-- TASK INSTRUCTIONS --
In the text on teenage nutrition, rewrite the paragraph beginning "One small thing: Stay away from the tuckshop!" as a short list that keeps its main facts.

Nutrition for teenagers
Healthy eating during your teenage years is important for a number of reasons – a balanced diet aids concentration and provides your body with the fuel it needs to get through a busy school day. Here’s how a few small changes can make a world of difference.
One small thing: Stay away from the tuckshop! Rather pack a lunchbox filled with healthy snacks to eat when you feel peckish, such as fresh fruit, dried fruit bars, yoghurt, drinking milk, unsalted nuts, lean biltong, popcorn or veggie sticks and hummus.
As a teenager, life can get busy – there’s schoolwork, sport and social activities. While all this is happening, your body is still growing and developing.
A healthy, balanced diet is key, but how do you follow a nutritious eating plan while juggling a busy schedule? And how do you keep a healthy mindset about eating? We’ve got some handy tips to get you started.
Create a healthy diet for life
During your teenage years, you’ll experience changes in your body, which may make you feel uncomfortable or self-conscious.
Know that nutrition is important, not for how you look, but for how your body will function for the rest of your life. Establish healthy eating habits now by:
- Understanding the fundamentals of a healthy diet – you should eat protein, healthy fats and carbs, fruit and vegetables, and stay hydrated with water.
- Focusing on your health first – view food as the fuel you need for strength and health and never deprive yourself.
- Getting involved with helping to prepare food and shopping for groceries.
- Being physically active – choose an activity you enjoy, such as hiking or swimming.
Eat healthily throughout the day
When you’re busy with homework and extramural activities, the last thing on your mind is what to pack in your lunchbox.
But it’s important to eat small meals throughout the day to keep your energy levels up. A good rule is to include at least three food groups in one meal. Here are some easy ideas for your lunchbox:
- Tuna pasta, or a bulgur wheat or couscous salad are great as they combine healthy carbs, fats and vegetables.
- Make time for a balanced breakfast, no matter how rushed you are.

-- DATA TO EXAMINE --
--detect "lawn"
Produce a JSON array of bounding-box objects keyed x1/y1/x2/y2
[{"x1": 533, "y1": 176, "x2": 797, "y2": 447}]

--

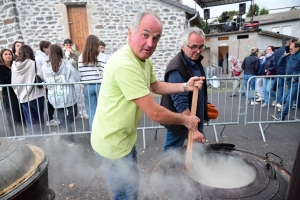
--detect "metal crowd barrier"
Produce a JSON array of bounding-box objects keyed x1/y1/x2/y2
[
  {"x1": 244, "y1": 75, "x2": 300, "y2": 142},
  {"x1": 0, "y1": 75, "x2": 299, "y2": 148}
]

==

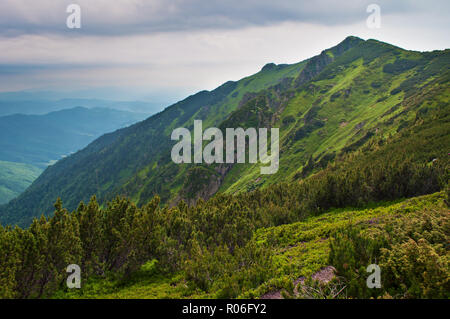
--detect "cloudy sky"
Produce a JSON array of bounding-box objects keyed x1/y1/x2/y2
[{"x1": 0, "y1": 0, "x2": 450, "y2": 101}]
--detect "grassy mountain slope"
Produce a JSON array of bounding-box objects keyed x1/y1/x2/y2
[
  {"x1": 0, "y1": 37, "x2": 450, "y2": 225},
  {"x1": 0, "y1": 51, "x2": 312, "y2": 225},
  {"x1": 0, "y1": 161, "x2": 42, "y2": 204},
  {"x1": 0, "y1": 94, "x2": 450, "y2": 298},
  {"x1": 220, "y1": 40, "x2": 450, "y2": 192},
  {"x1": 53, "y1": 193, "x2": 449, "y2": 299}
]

-- OUTPUT BELOW --
- Avoid the tuckshop.
- Pack a lunchbox of healthy snacks to eat when hungry:
  - fresh fruit
  - dried fruit bars
  - yoghurt
  - drinking milk
  - unsalted nuts
  - lean biltong
  - popcorn
  - veggie sticks and hummus